The initial investment was $100,000. It was sold to Revlon in the 1950's for $100 million. Another fortune came from real estate investments in Aspen. In 1932, he married Phyllis Pratt, whose grandfather was a founder of the Standard Oil Company of New York and the Pratt Institute in Brooklyn. Mrs. Nitze died in 1987.
In 1993, he married Elisabeth Porter. She survives him, as do his four children: Heidi and Peter, both of New York; William, of Washington, and Anina Nitze Moriarty, of Boston; a stepdaughter, Erin Porter, of Salt Spring Island, British Columbia; 11 grandchildren, 3 step-grandchildren and 7 great-grandchildren.
Earlier this year, in one of his last public appearances, Mr. Nitze was present, in Maine, at the christening of a Navy destroyer bearing his name, only the eighth time the Navy has named a warship for a living person.
As the 1940 telegram recalls, Mr. Nitze was summoned to Washington by Mr. Forrestal, who had been president of Dillon Read, where Mr. Nitze was a vice president, before going to the White House to work for President Roosevelt.
Mr. Nitze, who had seen Hitler during one of his visits to Germany, opposed United States entry into the war. But he quickly became active in the American war effort. He helped draft the Selective Service Act and, in 1942, became chief of the Metals and Minerals Branch of the Board of Economic Warfare.
Subsequently he became director of foreign procurement and development for the foreign economic administration. He was vice chairman of the United States Strategic Bombing Survey — a study that years later caused him to question United States bombing strategy in Vietnam. After the war, he headed the billion-dollar global relief program.
In 1950, during the Truman administration, he succeeded George F. Kennan as head of the State Department's policy planning staff. It was then that Mr. Nitze started making his mark as a political-military strategist whose dark view of the Soviets surpassed those of Mr. Kennan and Mr. Bohlen, the nation's leading experts on the Soviet Union. Mr. Kennan found the language of N.S.C.-68 to be dangerously melodramatic and unhelpful.
Seven years later, although out of favor during the Eisenhower administration, Mr. Nitze was appointed to the presidential committee headed by H. Rowan Gaither that called for nationwide fallout shelters and warned of a "missile gap" that eventually proved to be illusory.
Mr. Nitze was a Democrat who changed parties to protest President Franklin D. Roosevelt's effort to pack the Supreme Court. He returned to the fold at the beginning of the Eisenhower administration. Squeezed out of office because of his close association with Mr. Acheson and discouraged at being on the outside, Mr. Nitze went back to his farm and, at the suggestion of his wife, who wanted to take his mind off his troubles, entered a horse race at the Charles County fair. When he won, he acknowledged, at least to himself, his longing for recognition.

## [INFORMATION SHOWN]
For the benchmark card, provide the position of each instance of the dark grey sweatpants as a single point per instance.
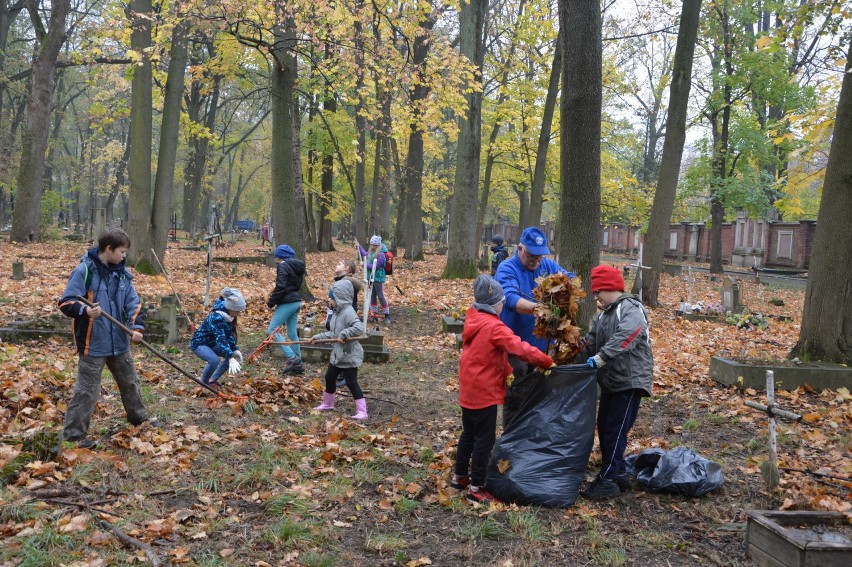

## [WHAT THIS EXERCISE ASKS]
• A. In the obituary of Mr. Nitze, reproduce the part that opens with the words containing "Earlier this year, in" and closes with "for President Roosevelt.", substituting "Coast Guard" for "Navy".
• B. Extend the obituary of Mr. Nitze past its last sentence.

## [WRITTEN ANSWERS]
• A.
Earlier this year, in one of his last public appearances, Mr. Nitze was present, in Maine, at the christening of a Coast Guard destroyer bearing his name, only the eighth time the Coast Guard has named a warship for a living person.
As the 1940 telegram recalls, Mr. Nitze was summoned to Washington by Mr. Forrestal, who had been president of Dillon Read, where Mr. Nitze was a vice president, before going to the White House to work for President Roosevelt.

• B.
In an oral history he made for the Air Force, he said he remembered thinking, "I had done a lot of really worthwhile things in the United States government and really never gotten any credit — and here I had a really public triumph."
President Kennedy offered Mr. Nitze several jobs and gave him 30 seconds to decide which one he wanted. He chose deputy defense secretary, but did not get the post until seven years later. In the intervening years, he was an assistant secretary in the Pentagon and then secretary of the Navy.
When President Nixon appointed Mr. Nitze to the United States delegation to the Strategic Arms Limitation Talks with the Soviet Union, he played an important role in negotiating the A.B.M. treaty, but he resigned in 1974, charging that the "depressing reality of the traumatic events" connected with Watergate was making the administration too anxious to cut a deal with the Soviets.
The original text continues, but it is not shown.